→ **Problem**: Word for word, transcribe the data below from the line with "of the gloved" to the line with "of the tree", keeping both of those lines.

→ **Records supplied**:
=== Section Start ===

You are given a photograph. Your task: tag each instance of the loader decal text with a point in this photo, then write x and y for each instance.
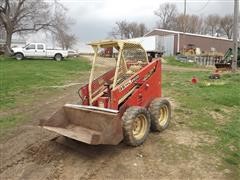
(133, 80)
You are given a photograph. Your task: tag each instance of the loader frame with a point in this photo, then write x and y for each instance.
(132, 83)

=== Section End ===
=== Section Start ===

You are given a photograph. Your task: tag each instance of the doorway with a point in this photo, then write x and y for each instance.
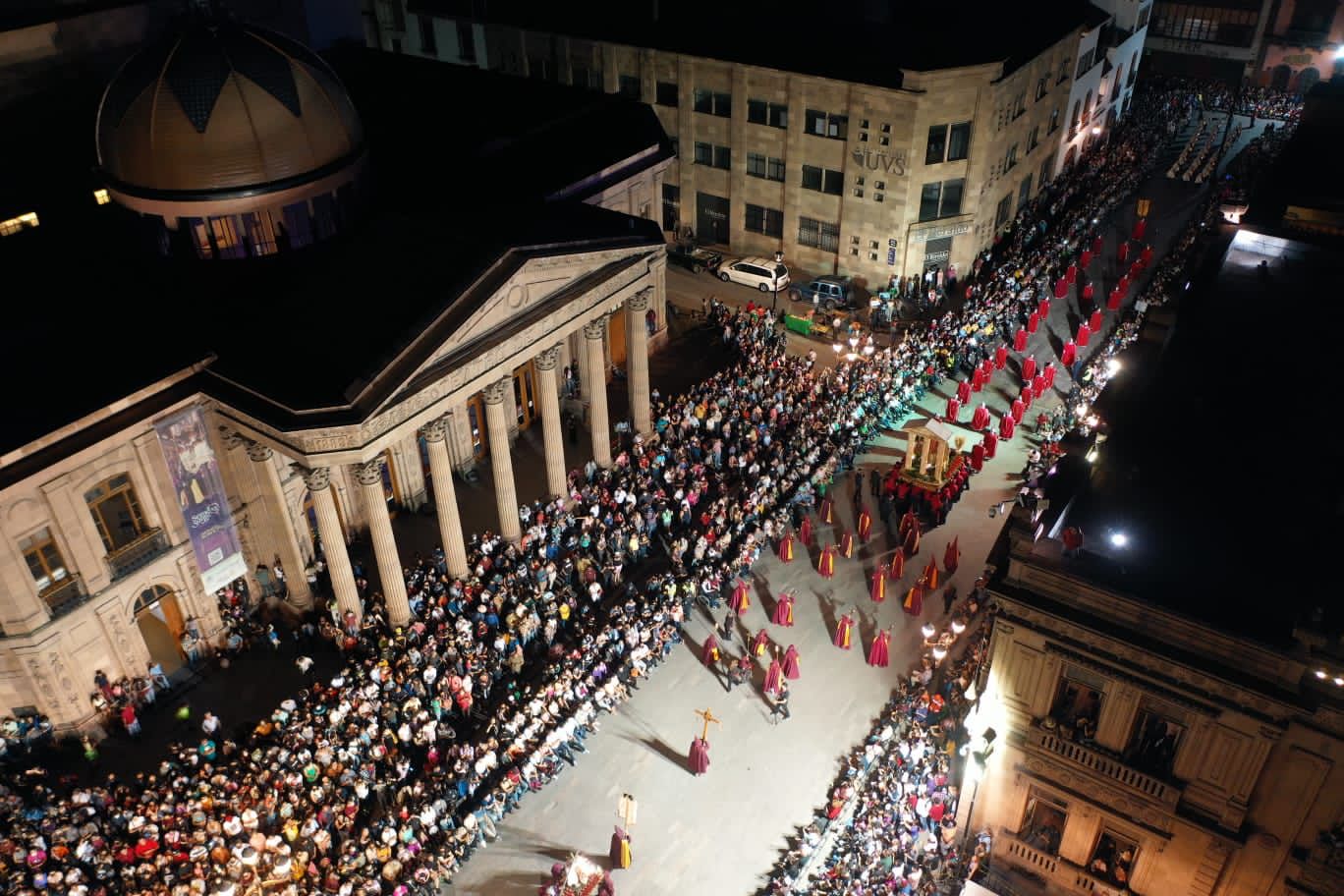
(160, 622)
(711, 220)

=== Section End ===
=== Section Start ===

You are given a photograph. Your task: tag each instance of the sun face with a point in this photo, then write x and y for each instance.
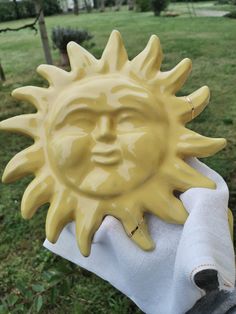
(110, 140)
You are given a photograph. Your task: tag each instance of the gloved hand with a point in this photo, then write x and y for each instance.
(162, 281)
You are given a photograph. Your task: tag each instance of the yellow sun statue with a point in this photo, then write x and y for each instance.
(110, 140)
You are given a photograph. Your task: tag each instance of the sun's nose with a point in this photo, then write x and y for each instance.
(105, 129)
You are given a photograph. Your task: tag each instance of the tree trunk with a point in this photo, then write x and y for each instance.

=== Section End ===

→ **Your response**:
You are given a photograph. Your task: tag each instance of the gloved hand with a point in this photo, then write x and y for each instance.
(162, 281)
You are given a photograph. Your task: tag each instance of the yellow sun statue with a point in this photo, then write x and y for each instance.
(110, 140)
You are given a photograph. Your task: tag each instance of the sun's nose with a point in this photo, then write x and y for each instance.
(105, 129)
You are given a photograph. Your task: tag each instance of the tree trunk with a point in this photo, then write x and y for each instance.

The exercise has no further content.